**Action item:** Lines in the listing below that include the word "query" need to be copied.

**Input for this task:**
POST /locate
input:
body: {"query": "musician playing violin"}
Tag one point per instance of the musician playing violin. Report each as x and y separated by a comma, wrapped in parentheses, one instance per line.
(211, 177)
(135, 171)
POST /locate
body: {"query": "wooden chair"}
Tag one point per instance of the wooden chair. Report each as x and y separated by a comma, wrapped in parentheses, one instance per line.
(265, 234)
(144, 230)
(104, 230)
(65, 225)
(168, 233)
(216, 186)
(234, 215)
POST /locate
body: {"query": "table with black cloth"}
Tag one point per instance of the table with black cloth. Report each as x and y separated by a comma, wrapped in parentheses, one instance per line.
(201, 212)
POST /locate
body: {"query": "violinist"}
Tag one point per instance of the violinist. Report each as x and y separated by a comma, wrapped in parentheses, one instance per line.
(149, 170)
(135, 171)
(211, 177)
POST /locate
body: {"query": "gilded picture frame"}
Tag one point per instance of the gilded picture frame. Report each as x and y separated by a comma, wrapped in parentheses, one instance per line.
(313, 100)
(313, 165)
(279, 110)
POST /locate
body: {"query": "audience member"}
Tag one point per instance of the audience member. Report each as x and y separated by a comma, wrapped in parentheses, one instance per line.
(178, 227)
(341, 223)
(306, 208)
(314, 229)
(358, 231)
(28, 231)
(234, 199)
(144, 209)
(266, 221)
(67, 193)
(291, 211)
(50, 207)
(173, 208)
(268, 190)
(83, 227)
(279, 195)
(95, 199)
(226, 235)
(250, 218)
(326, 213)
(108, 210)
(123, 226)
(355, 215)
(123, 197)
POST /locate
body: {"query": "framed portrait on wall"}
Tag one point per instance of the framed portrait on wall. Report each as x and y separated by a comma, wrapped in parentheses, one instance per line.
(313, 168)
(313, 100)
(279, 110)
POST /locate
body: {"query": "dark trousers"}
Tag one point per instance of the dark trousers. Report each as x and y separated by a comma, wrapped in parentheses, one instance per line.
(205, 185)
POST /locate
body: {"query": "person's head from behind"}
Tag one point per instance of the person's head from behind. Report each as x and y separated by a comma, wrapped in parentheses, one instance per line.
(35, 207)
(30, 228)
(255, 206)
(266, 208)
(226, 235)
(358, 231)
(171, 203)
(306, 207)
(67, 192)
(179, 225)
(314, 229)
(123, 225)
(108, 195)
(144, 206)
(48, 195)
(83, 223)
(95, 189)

==

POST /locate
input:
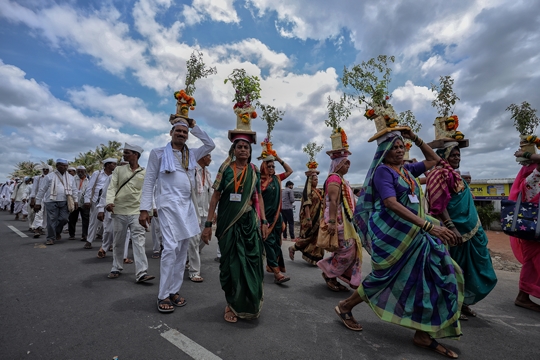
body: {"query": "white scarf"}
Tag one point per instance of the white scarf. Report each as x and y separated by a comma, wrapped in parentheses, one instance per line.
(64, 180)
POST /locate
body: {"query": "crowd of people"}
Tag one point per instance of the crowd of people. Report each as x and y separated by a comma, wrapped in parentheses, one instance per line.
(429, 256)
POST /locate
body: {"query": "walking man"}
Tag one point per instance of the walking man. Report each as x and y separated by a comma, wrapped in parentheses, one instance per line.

**Response to this task:**
body: {"query": "musician playing violin"}
body: {"query": "wooden chair"}
body: {"query": "table with black cloth"}
body: {"query": "violinist"}
body: {"query": "gilded picture frame"}
body: {"query": "audience member"}
body: {"query": "framed portrait on wall"}
body: {"query": "dark trousers"}
body: {"query": "person's head from behind"}
body: {"query": "white scarf"}
body: {"query": "crowd of people"}
body: {"query": "walking man"}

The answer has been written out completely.